▸ Given problem
Give the lines of the material below as a numbered list, leaving out any blank lines. Omit the pictures from your answer.

Material excerpts on pointing to objects
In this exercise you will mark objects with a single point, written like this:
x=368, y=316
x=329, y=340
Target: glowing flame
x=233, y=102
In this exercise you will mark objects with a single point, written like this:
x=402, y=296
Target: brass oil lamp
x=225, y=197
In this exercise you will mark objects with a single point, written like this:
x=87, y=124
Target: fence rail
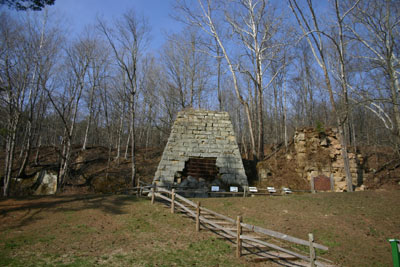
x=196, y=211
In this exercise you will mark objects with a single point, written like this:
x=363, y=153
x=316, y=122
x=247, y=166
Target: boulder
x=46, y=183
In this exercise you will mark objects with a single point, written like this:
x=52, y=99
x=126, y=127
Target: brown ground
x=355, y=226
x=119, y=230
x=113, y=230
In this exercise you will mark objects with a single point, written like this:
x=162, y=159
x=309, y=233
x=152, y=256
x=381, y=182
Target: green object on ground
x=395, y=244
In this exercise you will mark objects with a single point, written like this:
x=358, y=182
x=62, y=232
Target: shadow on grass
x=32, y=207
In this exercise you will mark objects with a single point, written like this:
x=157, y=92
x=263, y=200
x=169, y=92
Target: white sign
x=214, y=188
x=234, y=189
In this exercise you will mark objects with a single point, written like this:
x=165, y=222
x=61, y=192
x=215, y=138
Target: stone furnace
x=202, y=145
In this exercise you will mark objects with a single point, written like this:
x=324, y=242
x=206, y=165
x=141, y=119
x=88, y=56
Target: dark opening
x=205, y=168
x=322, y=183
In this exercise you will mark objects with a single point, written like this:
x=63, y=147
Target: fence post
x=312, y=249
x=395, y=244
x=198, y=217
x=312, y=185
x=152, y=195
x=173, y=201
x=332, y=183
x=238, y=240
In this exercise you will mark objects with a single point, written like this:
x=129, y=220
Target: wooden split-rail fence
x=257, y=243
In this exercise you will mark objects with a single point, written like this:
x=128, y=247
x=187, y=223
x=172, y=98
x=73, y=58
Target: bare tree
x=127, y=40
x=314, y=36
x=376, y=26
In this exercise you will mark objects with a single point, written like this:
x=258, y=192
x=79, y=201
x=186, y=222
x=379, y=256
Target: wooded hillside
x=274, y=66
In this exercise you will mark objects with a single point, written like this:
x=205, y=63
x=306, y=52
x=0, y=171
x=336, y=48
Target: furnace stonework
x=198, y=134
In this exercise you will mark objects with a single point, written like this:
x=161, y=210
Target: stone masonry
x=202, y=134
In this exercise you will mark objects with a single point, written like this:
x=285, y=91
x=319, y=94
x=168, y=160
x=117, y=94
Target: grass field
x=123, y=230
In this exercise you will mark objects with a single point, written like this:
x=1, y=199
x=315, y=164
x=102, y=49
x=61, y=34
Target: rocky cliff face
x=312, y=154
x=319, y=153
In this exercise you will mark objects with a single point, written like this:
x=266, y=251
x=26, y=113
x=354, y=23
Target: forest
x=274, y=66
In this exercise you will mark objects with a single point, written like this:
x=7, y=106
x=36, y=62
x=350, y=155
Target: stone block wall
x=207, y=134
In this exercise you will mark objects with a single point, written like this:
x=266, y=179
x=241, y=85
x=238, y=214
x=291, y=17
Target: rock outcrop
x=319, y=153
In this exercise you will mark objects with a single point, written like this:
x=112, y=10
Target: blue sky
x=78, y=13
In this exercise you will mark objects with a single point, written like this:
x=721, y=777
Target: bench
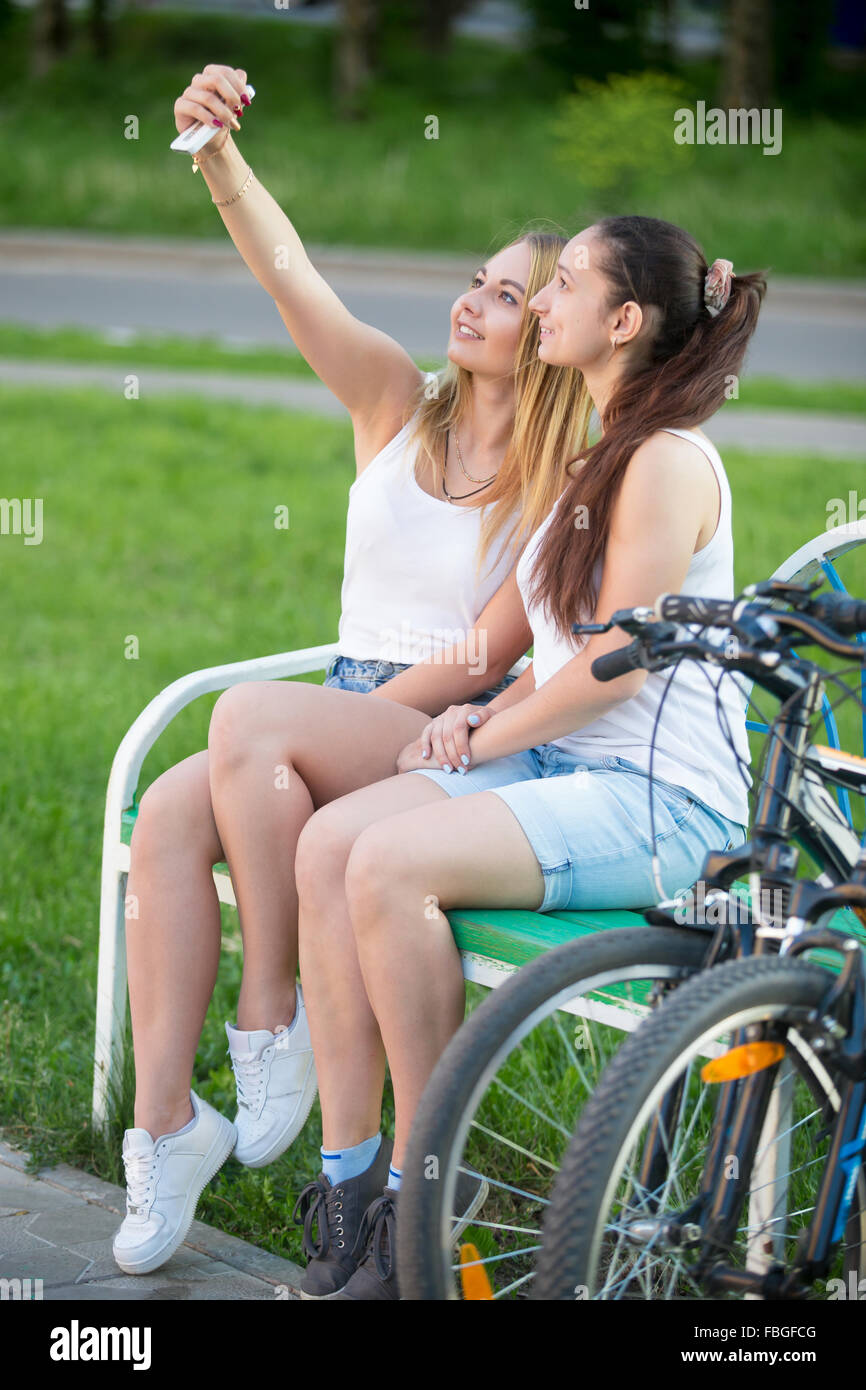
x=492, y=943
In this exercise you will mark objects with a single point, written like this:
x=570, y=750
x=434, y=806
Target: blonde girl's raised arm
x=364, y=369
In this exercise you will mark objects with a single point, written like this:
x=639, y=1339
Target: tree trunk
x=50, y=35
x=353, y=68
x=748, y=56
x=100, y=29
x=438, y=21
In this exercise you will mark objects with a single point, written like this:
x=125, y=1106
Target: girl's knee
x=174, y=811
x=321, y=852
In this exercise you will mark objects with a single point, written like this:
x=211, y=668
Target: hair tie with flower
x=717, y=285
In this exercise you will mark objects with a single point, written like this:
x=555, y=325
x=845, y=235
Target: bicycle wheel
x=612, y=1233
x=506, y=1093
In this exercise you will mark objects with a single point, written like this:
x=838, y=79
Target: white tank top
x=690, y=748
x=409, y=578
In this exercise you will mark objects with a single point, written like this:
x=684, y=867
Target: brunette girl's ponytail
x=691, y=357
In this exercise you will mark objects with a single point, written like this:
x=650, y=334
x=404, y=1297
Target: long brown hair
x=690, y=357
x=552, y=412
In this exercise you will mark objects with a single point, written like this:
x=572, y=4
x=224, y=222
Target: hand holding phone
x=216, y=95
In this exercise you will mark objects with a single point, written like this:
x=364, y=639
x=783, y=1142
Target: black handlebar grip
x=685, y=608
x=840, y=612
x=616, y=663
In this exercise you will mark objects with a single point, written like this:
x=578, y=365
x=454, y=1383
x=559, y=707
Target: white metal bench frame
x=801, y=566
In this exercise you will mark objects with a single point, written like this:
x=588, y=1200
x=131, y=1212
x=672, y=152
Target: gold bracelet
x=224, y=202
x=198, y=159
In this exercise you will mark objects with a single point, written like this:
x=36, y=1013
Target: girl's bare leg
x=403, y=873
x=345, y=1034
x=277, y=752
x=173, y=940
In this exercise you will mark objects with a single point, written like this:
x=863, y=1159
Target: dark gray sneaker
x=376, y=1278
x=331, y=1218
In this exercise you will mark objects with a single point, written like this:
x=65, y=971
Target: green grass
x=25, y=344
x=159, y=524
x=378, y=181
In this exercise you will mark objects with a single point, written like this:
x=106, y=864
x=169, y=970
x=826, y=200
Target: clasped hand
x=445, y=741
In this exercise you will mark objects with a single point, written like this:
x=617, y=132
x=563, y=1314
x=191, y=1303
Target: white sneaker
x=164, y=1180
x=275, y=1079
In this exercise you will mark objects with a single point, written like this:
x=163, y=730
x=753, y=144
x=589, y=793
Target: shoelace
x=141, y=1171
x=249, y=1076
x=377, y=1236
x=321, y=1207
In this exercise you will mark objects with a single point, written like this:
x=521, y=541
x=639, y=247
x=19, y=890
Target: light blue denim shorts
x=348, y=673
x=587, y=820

▸ Solution to the problem
1. In this exercise you will mark objects with a single point, written like this:
2. x=368, y=316
3. x=329, y=340
4. Target: glowing flame
5. x=233, y=102
6. In this exercise you will mark objects with a single point, written like this:
7. x=402, y=296
8. Target: brass oil lamp
9. x=225, y=197
10. In this exercise you will mark objects with a single point, written like this:
11. x=87, y=124
12. Target: fence rail
13. x=196, y=211
14. In this exercise you will mark objects with a single point, written like this:
15. x=363, y=153
16. x=316, y=122
17. x=247, y=166
18. Target: boulder
19. x=46, y=183
20. In this exercise you will mark objects with a single point, written like this:
21. x=52, y=99
22. x=126, y=127
23. Target: brown ground
24. x=355, y=226
25. x=119, y=230
26. x=113, y=230
27. In this exercise you will mark objects with a single point, written like this:
28. x=162, y=159
29. x=309, y=233
30. x=152, y=256
31. x=381, y=182
32. Target: green object on ground
33. x=395, y=244
34. In this exercise you will mark objects with a single point, written like this:
35. x=358, y=182
36. x=62, y=232
37. Target: shadow on grass
38. x=32, y=207
39. In this exercise you will mark objects with a single point, written like this:
40. x=157, y=92
41. x=263, y=200
42. x=169, y=92
43. Target: white sign
44. x=214, y=188
45. x=234, y=189
46. In this exercise you will mark objects with a single point, written like this:
47. x=165, y=222
48. x=61, y=192
49. x=215, y=138
50. Target: stone furnace
51. x=202, y=145
52. In this exercise you will mark objects with a single point, written like this:
53. x=324, y=242
54. x=206, y=165
55. x=141, y=119
56. x=88, y=56
57. Target: dark opening
58. x=205, y=168
59. x=322, y=183
60. In this exercise you will mark objects with a single point, written like this:
61. x=63, y=147
62. Target: fence post
63. x=312, y=249
64. x=395, y=244
65. x=198, y=217
66. x=312, y=185
67. x=152, y=195
68. x=173, y=201
69. x=332, y=183
70. x=238, y=240
71. In this exercise you will mark objects with a single point, written like this:
72. x=129, y=220
73. Target: wooden split-rail fence
74. x=257, y=243
75. In this exercise you will mark objects with a single point, written like this:
76. x=128, y=247
77. x=187, y=223
78. x=172, y=98
79. x=73, y=58
80. Target: bare tree
81. x=127, y=40
82. x=314, y=36
83. x=376, y=26
84. In this exercise you will mark objects with a single point, written like this:
85. x=258, y=192
86. x=79, y=201
87. x=186, y=222
88. x=379, y=256
89. Target: wooded hillside
90. x=274, y=66
91. In this exercise you will mark objects with a single point, written like this:
92. x=205, y=63
93. x=306, y=52
94. x=0, y=171
95. x=336, y=48
96. Target: furnace stonework
97. x=198, y=134
98. In this exercise you will mark objects with a single point, written like this:
99. x=161, y=210
100. Target: stone masonry
101. x=202, y=134
102. In this exercise you will mark objects with a single point, written like this:
103. x=285, y=91
104. x=319, y=94
105. x=168, y=160
106. x=117, y=94
107. Target: grass field
108. x=123, y=230
109. In this exercise you will mark objects with a single point, written like this:
110. x=1, y=199
111. x=315, y=164
112. x=102, y=49
113. x=61, y=34
114. Target: rocky cliff face
115. x=312, y=154
116. x=319, y=153
117. In this exercise you will mark objects with a single point, written like this:
118. x=266, y=251
119. x=26, y=113
120. x=354, y=23
121. Target: forest
122. x=274, y=66
123. In this exercise you will mark objects with a single point, written like this:
124. x=7, y=106
125. x=36, y=62
126. x=350, y=155
127. Target: stone block wall
128. x=207, y=134
129. In this exercise you will mark objects with a single point, written like this:
130. x=266, y=179
131. x=241, y=85
132. x=238, y=214
133. x=291, y=17
134. Target: rock outcrop
135. x=319, y=153
136. In this exercise you will mark objects with a single point, written like this:
137. x=112, y=10
138. Target: blue sky
139. x=78, y=13
140. In this exercise you will mark objects with a single point, written like this:
141. x=721, y=777
142. Target: bench
143. x=492, y=943
144. In this exercise you will mark objects with a single point, written like this:
145. x=570, y=750
146. x=434, y=806
147. Target: blonde girl's raised arm
148. x=364, y=369
149. In this exercise you will mark objects with a single point, written like this:
150. x=639, y=1339
151. Target: tree trunk
152. x=50, y=35
153. x=353, y=68
154. x=748, y=56
155. x=100, y=29
156. x=438, y=21
157. In this exercise you will mark objects with a single point, written like this:
158. x=125, y=1106
159. Target: girl's knee
160. x=174, y=811
161. x=321, y=852
162. In this exercise you will mark objects with a single point, written like this:
163. x=211, y=668
164. Target: hair tie with flower
165. x=717, y=285
166. In this exercise you will mark objects with a single point, written like this:
167. x=555, y=325
168. x=845, y=235
169. Target: bicycle wheel
170. x=612, y=1233
171. x=506, y=1093
172. In this exercise you will mark objects with a single point, written like this:
173. x=838, y=79
174. Target: white tank top
175. x=690, y=748
176. x=409, y=578
177. In this exercise you will mark objects with a single point, written like this:
178. x=684, y=867
179. Target: brunette girl's ponytail
180. x=691, y=357
181. In this exercise you will mark objects with a single point, written like this:
182. x=650, y=334
183. x=404, y=1297
184. Target: long brown hair
185. x=690, y=357
186. x=552, y=412
187. In this exercise you will mark objects with a single point, written like this:
188. x=572, y=4
189. x=224, y=222
190. Target: hand holding phone
191. x=216, y=95
192. In this exercise you will mark objects with a single point, written like this:
193. x=364, y=639
194. x=783, y=1142
195. Target: black handlebar grip
196. x=685, y=608
197. x=840, y=612
198. x=616, y=663
199. In this exercise you will mark objects with a single point, written like this:
200. x=578, y=365
201. x=454, y=1383
202. x=559, y=707
203. Target: white metal bench frame
204. x=801, y=566
205. In this exercise you will mark objects with a single point, written like this:
206. x=588, y=1200
207. x=131, y=1212
208. x=672, y=152
209. Target: gold bracelet
210. x=224, y=202
211. x=198, y=159
212. In this exercise you will mark objects with a single point, written like this:
213. x=36, y=1013
214. Target: girl's bare leg
215. x=403, y=873
216. x=345, y=1034
217. x=277, y=752
218. x=173, y=940
219. In this exercise you will mark objects with a single point, written like this:
220. x=863, y=1159
221. Target: dark gray sneaker
222. x=376, y=1278
223. x=331, y=1218
224. In this exercise you will mark objects with a single point, written like this:
225. x=65, y=971
226. Target: green grass
227. x=25, y=344
228. x=159, y=524
229. x=378, y=181
230. In this exercise you will mark objects with a single point, written like this:
231. x=106, y=864
232. x=169, y=970
233. x=826, y=200
234. Target: clasped hand
235. x=445, y=741
236. In this exercise you will mark objects with a single point, written like this:
237. x=617, y=132
238. x=563, y=1314
239. x=191, y=1303
240. Target: white sneaker
241. x=164, y=1180
242. x=275, y=1079
243. In this exercise you will mark objects with a single point, written like this:
244. x=163, y=730
245. x=753, y=144
246. x=589, y=793
247. Target: shoelace
248. x=141, y=1171
249. x=249, y=1076
250. x=377, y=1236
251. x=321, y=1207
252. In this exercise you will mark objects with a single point, written like this:
253. x=521, y=541
254. x=639, y=247
255. x=19, y=890
256. Target: light blue denim shorts
257. x=348, y=673
258. x=587, y=820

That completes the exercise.